= ABOUT THIS EXERCISE =
Each line of the data that includes the string "license" is to be copied out.

-- DATASET follows --

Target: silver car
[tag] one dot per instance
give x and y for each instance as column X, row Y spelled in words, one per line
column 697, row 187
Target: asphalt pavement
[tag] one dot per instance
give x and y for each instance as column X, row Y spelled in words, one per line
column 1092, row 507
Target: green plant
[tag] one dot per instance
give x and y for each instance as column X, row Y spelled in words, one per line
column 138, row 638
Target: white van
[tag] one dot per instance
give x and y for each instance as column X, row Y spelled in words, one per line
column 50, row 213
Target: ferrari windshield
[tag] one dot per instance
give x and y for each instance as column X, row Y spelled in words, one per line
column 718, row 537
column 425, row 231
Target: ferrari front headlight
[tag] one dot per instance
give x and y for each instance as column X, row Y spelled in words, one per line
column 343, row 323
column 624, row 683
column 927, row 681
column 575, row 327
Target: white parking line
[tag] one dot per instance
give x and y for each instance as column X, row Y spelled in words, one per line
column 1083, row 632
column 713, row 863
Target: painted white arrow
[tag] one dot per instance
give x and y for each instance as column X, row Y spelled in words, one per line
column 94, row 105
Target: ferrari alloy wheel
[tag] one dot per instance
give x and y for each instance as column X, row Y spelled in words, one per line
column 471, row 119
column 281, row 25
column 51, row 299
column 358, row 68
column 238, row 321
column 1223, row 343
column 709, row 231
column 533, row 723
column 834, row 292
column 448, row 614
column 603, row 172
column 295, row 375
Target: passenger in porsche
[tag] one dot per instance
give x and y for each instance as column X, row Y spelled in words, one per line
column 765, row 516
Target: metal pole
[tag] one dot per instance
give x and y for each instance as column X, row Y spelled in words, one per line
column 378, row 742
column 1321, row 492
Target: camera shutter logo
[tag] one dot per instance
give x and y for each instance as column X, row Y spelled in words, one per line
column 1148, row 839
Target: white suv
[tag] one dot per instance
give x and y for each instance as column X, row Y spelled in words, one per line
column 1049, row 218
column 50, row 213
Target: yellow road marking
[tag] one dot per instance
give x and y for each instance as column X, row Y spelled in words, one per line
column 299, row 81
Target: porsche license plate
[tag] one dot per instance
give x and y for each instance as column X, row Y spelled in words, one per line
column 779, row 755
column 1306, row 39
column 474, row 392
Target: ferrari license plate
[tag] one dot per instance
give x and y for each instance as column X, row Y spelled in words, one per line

-- DATASET concluded --

= OUTPUT FOR THIS EXERCISE =
Target: porsche license plate
Target: ferrari license plate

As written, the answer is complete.